> FRAGMENTO PARA REVISAR

——

Alquimista de planetas oníricos
The Alphabet (1968). Corto en blanco y negro, cuya finalidad remite al arte como génesis del horror. Sangre, lluvia y vómitos ya aparecen como temas recurrentes en su obra.
The Grandmother (1970). Un niño planta unas extrañas semillas de las que crecen una abuela. Surrealista y misterioso, es el tercer corto de Lynch.
Cabeza borradora (1977). ¿Pesadilla o mirada apocalíptica? En su momento, Lynch definió su primer largometraje como una película perfecta. Un filme de universos imposibles en el que confluyen sin estridencia la imaginería sexual, el caos visual y la sublime extravagancia.
El hombre elefante (1980). Obra maestra sobre el triunfo de la voluntad humana. Con un tratamiento realista -y en soberbio blanco y negro-, Lynch narra la historia real de John Merrick, inglés del siglo XIX afectado de una enfermedad congénita por la que nace completamente desfigurado.
Dune (1984). No hay término medio: o se ama (como película de culto) o se odia (por su tedio). Recordada con pesar por los amantes de la novela épica de ciencia ficción de Frank Herbert, este filme de galaxias místicas, que en principio iba a dirigir Jodorowsky, arrastra la fiebre por el plástico y el pop decadente de los ochenta.
Terciopelo azul (1986). Incluso en la presunta placidez de una pequeña ciudad norteamericana se esconde un submundo oscuro y pasional. Lynch ahonda en él a través de la inocente investigación de Kyle MacLachlan y Laura Dern, para entrar en el enfermizo, corrupto y depravado mundo de Dennis Hopper e Isabella Rossellini.
Corazón salvaje (1990). Lo que podría ser un cuento de hadas (que a su modo lo es), basado en un texto de Barry Gifford, adquiere en las manos de Lynch una cadencia demoníaca y visceralmente sexual. La extravagancia formal al servicio del amor obsesivo.
Carretera perdida (1997). Esta película es posiblemente lo más parecido a un sueño que ha dado el cine. Mediante identidades superpuestas y emociones veladas, Lynch traduce en imágenes una fuga psicogénica, el horror que vence a la conciencia.
Una historia verdadera (1999). Lynch recrea una historia real sobre la tenacidad y el orgullo, y de paso demuestra a los escépticos que también domina las convenciones del medio.

——

> PROBLEMAS POR RESOLVER
**A.** Según el texto sobre las películas de Lynch, ¿quién iba a dirigir Dune en principio?
**B.** Por favor, repite tal cual el pasaje del texto sobre las películas de Lynch que empieza en "Cabeza borradora (1977)." y acaba en "la sublime extravagancia.".

(Entradas de la colección)
——

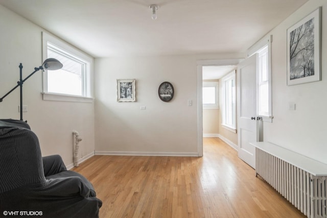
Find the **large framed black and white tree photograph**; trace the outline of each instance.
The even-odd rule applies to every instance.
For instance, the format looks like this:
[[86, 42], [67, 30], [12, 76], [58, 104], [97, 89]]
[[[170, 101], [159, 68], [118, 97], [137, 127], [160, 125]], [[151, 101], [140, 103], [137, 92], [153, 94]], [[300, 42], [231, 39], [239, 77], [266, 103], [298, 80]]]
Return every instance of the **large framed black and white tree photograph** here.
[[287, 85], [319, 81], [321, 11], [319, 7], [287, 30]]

——

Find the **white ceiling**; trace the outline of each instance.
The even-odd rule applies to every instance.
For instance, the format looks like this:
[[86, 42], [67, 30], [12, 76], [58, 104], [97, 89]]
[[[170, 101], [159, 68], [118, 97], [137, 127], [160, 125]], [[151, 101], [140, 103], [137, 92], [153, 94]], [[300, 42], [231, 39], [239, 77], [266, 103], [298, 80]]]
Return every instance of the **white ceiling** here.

——

> SOLUCIONES POR TAREA
**A.** Jodorowsky.

**B.**
Cabeza borradora (1977). ¿Pesadilla o mirada apocalíptica? En su momento, Lynch definió su primer largometraje como una película perfecta. Un filme de universos imposibles en el que confluyen sin estridencia la imaginería sexual, el caos visual y la sublime extravagancia.